>> start Data for the task

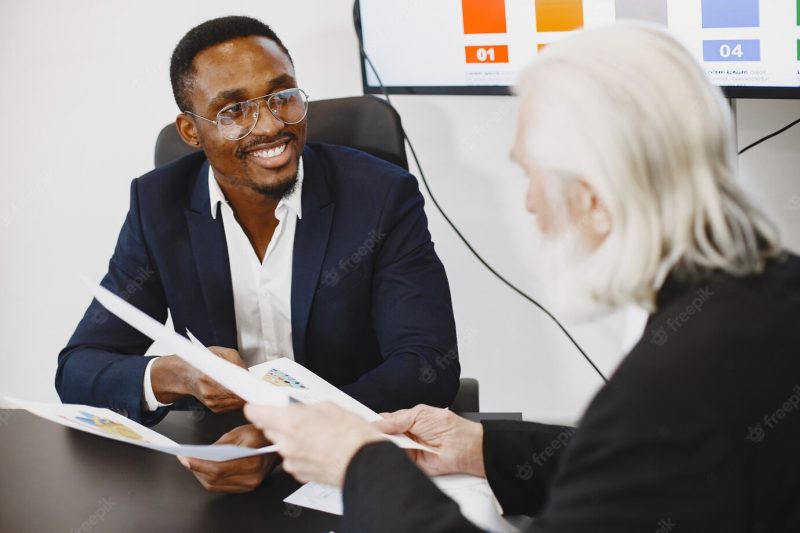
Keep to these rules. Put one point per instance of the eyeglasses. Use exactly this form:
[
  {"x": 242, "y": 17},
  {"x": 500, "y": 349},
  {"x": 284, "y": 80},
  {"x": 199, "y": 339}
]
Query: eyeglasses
[{"x": 236, "y": 121}]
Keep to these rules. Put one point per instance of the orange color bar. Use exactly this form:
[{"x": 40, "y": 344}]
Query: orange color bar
[
  {"x": 559, "y": 15},
  {"x": 484, "y": 16},
  {"x": 487, "y": 54}
]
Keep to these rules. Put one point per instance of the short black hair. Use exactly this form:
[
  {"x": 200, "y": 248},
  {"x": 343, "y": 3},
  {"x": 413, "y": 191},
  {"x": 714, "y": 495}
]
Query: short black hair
[{"x": 206, "y": 35}]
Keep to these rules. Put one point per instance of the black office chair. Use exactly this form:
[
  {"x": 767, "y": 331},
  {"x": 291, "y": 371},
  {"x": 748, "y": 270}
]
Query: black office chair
[
  {"x": 468, "y": 397},
  {"x": 366, "y": 123}
]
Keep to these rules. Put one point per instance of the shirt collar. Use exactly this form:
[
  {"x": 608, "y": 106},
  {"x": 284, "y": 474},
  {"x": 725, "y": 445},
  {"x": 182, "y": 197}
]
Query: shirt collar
[{"x": 293, "y": 201}]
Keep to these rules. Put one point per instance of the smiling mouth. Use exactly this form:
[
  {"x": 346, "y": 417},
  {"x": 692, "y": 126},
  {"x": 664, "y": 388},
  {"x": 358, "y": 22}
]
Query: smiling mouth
[{"x": 269, "y": 153}]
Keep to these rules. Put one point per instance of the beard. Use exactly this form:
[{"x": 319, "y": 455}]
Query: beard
[
  {"x": 280, "y": 190},
  {"x": 566, "y": 271}
]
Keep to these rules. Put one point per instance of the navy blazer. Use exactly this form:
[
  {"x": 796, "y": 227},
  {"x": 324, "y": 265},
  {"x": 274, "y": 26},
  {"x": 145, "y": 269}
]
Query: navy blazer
[{"x": 371, "y": 309}]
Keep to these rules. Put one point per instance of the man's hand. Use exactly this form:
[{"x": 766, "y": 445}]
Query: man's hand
[
  {"x": 458, "y": 441},
  {"x": 238, "y": 475},
  {"x": 172, "y": 378},
  {"x": 316, "y": 441}
]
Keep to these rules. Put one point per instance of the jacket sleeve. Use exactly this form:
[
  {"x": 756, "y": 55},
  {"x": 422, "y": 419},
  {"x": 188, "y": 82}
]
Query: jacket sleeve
[
  {"x": 647, "y": 458},
  {"x": 412, "y": 313},
  {"x": 384, "y": 491},
  {"x": 103, "y": 363},
  {"x": 520, "y": 459}
]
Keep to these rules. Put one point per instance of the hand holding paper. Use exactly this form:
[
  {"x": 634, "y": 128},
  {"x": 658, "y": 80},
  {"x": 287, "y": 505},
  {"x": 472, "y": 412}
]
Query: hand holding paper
[
  {"x": 239, "y": 381},
  {"x": 316, "y": 441}
]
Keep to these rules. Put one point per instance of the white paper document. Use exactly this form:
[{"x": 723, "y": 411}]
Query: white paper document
[
  {"x": 234, "y": 378},
  {"x": 111, "y": 425},
  {"x": 473, "y": 495},
  {"x": 250, "y": 386}
]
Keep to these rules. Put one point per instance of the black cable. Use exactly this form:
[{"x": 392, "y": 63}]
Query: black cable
[
  {"x": 768, "y": 137},
  {"x": 453, "y": 226}
]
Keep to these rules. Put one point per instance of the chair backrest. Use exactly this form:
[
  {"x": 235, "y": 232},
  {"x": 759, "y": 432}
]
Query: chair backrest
[{"x": 365, "y": 123}]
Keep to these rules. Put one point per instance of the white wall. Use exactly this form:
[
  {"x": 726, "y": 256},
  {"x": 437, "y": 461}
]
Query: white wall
[{"x": 86, "y": 89}]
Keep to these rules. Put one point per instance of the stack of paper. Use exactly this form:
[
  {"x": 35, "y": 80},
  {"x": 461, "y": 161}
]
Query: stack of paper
[{"x": 273, "y": 383}]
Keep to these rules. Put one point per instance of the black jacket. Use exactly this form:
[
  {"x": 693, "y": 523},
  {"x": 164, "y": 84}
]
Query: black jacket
[{"x": 697, "y": 431}]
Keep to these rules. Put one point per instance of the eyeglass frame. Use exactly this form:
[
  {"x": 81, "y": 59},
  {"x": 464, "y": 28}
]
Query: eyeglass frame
[{"x": 269, "y": 98}]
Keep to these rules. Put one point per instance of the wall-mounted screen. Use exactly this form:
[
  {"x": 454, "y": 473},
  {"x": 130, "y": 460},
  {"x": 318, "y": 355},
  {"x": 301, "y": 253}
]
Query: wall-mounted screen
[{"x": 751, "y": 48}]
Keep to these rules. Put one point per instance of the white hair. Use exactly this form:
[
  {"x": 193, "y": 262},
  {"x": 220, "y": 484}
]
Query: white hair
[{"x": 626, "y": 109}]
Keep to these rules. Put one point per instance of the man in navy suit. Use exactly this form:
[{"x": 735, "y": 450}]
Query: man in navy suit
[{"x": 264, "y": 247}]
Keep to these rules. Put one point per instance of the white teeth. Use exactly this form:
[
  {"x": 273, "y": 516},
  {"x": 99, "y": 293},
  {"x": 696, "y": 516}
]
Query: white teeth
[{"x": 272, "y": 152}]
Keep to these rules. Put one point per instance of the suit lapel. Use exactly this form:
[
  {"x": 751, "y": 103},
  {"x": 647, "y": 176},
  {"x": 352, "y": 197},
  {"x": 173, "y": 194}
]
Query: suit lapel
[
  {"x": 210, "y": 250},
  {"x": 310, "y": 242}
]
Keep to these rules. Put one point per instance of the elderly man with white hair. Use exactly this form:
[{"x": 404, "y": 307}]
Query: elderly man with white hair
[{"x": 633, "y": 182}]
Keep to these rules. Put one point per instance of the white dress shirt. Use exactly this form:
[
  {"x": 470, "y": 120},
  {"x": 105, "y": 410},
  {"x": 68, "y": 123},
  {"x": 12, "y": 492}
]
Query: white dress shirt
[{"x": 262, "y": 291}]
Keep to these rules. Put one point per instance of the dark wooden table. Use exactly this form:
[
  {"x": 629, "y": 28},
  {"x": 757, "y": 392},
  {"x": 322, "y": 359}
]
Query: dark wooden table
[{"x": 60, "y": 479}]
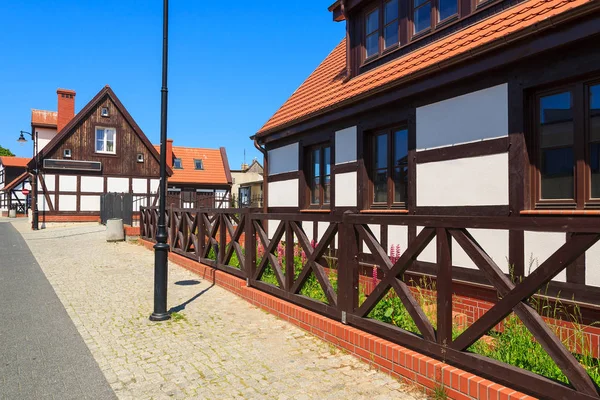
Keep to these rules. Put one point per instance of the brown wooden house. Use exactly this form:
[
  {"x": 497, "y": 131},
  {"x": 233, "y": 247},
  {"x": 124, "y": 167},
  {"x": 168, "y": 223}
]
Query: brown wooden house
[{"x": 99, "y": 150}]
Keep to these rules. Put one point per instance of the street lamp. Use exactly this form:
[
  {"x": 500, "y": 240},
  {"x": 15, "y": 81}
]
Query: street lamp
[
  {"x": 161, "y": 248},
  {"x": 22, "y": 140}
]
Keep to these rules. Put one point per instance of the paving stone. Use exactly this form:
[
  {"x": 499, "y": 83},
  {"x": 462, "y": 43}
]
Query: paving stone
[{"x": 223, "y": 347}]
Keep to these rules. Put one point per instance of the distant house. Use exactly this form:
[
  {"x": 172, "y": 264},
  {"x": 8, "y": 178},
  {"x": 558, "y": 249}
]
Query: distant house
[
  {"x": 201, "y": 177},
  {"x": 247, "y": 185},
  {"x": 97, "y": 151},
  {"x": 13, "y": 174}
]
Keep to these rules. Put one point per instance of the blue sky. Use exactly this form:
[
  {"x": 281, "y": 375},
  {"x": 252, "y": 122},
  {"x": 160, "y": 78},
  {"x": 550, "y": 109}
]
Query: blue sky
[{"x": 229, "y": 68}]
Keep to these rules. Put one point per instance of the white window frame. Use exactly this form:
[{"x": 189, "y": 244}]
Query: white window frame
[{"x": 104, "y": 142}]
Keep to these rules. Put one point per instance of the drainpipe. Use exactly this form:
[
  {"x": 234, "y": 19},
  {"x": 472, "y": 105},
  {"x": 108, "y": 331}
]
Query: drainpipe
[{"x": 265, "y": 174}]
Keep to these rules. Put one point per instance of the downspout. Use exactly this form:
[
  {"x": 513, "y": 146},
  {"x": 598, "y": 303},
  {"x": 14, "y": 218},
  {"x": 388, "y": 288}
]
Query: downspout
[{"x": 265, "y": 174}]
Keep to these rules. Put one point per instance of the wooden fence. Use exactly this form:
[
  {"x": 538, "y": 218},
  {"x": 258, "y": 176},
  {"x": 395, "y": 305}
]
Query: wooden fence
[{"x": 237, "y": 234}]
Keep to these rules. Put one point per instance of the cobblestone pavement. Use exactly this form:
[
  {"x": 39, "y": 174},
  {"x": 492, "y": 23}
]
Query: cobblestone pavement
[{"x": 217, "y": 347}]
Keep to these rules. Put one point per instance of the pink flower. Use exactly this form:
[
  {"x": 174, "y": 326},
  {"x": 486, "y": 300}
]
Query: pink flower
[{"x": 374, "y": 275}]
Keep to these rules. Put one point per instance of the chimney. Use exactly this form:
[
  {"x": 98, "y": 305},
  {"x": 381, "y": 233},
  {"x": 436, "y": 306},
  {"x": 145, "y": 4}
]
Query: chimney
[
  {"x": 170, "y": 153},
  {"x": 66, "y": 107}
]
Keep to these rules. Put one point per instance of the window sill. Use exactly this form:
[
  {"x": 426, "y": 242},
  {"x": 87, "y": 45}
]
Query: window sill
[
  {"x": 560, "y": 212},
  {"x": 403, "y": 211}
]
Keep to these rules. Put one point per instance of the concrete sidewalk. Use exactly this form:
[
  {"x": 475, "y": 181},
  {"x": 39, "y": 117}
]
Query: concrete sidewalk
[
  {"x": 217, "y": 347},
  {"x": 42, "y": 355}
]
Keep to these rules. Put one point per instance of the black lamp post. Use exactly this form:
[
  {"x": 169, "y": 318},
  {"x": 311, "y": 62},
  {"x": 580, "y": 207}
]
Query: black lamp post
[
  {"x": 161, "y": 248},
  {"x": 21, "y": 139}
]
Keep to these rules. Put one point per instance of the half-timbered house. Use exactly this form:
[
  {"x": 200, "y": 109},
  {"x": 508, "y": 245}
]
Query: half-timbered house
[{"x": 100, "y": 150}]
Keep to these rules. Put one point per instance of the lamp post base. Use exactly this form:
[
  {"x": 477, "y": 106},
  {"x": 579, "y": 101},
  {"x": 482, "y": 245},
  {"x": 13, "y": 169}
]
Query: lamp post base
[{"x": 160, "y": 317}]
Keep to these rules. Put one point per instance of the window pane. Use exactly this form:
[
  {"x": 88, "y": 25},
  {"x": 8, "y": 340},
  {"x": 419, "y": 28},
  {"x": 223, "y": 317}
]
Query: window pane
[
  {"x": 327, "y": 189},
  {"x": 380, "y": 152},
  {"x": 380, "y": 186},
  {"x": 422, "y": 18},
  {"x": 373, "y": 21},
  {"x": 391, "y": 34},
  {"x": 595, "y": 169},
  {"x": 400, "y": 181},
  {"x": 556, "y": 117},
  {"x": 391, "y": 11},
  {"x": 315, "y": 196},
  {"x": 316, "y": 165},
  {"x": 400, "y": 148},
  {"x": 372, "y": 45},
  {"x": 447, "y": 8},
  {"x": 557, "y": 173},
  {"x": 595, "y": 113},
  {"x": 327, "y": 160}
]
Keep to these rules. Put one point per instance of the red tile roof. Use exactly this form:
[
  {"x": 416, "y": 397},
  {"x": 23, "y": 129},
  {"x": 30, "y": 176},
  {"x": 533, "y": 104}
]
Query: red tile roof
[
  {"x": 14, "y": 161},
  {"x": 44, "y": 118},
  {"x": 327, "y": 88},
  {"x": 214, "y": 172}
]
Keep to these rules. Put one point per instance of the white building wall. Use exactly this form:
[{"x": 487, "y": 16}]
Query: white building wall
[
  {"x": 283, "y": 193},
  {"x": 117, "y": 185},
  {"x": 471, "y": 117},
  {"x": 92, "y": 184},
  {"x": 67, "y": 183},
  {"x": 283, "y": 159},
  {"x": 346, "y": 191},
  {"x": 475, "y": 181},
  {"x": 345, "y": 145}
]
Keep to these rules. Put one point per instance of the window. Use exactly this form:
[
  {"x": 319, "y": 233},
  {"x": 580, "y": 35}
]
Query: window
[
  {"x": 568, "y": 147},
  {"x": 429, "y": 13},
  {"x": 319, "y": 176},
  {"x": 106, "y": 140},
  {"x": 389, "y": 168}
]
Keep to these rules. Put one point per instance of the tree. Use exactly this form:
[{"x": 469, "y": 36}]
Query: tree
[{"x": 6, "y": 152}]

>> end Data for the task

**Exercise task**
Could you give again exactly the lines from the line containing "the red tile" through the final line of the data above, and no others?

**Result of this task**
Keep to these rules. Put one point per instance of the red tile roof. Use exactly this form:
[
  {"x": 416, "y": 397},
  {"x": 23, "y": 129},
  {"x": 30, "y": 176},
  {"x": 533, "y": 104}
]
Query: red tile roof
[
  {"x": 14, "y": 161},
  {"x": 44, "y": 118},
  {"x": 327, "y": 88},
  {"x": 214, "y": 172}
]
Keep to these rules. Put one point per instance of the white building wall. Use exactly this form:
[{"x": 487, "y": 16}]
Query: white building wall
[
  {"x": 283, "y": 193},
  {"x": 117, "y": 185},
  {"x": 471, "y": 117},
  {"x": 92, "y": 184},
  {"x": 67, "y": 183},
  {"x": 283, "y": 159},
  {"x": 346, "y": 191},
  {"x": 475, "y": 181},
  {"x": 345, "y": 145}
]
Keep to these rules. Put one point per instance of the window. Use exactly this form:
[
  {"x": 319, "y": 233},
  {"x": 580, "y": 35}
]
Query: window
[
  {"x": 568, "y": 147},
  {"x": 429, "y": 13},
  {"x": 319, "y": 176},
  {"x": 106, "y": 140},
  {"x": 389, "y": 168}
]
Keep to these rules. Put one point per instance of the tree. Use exactly this form:
[{"x": 469, "y": 36}]
Query: tree
[{"x": 6, "y": 152}]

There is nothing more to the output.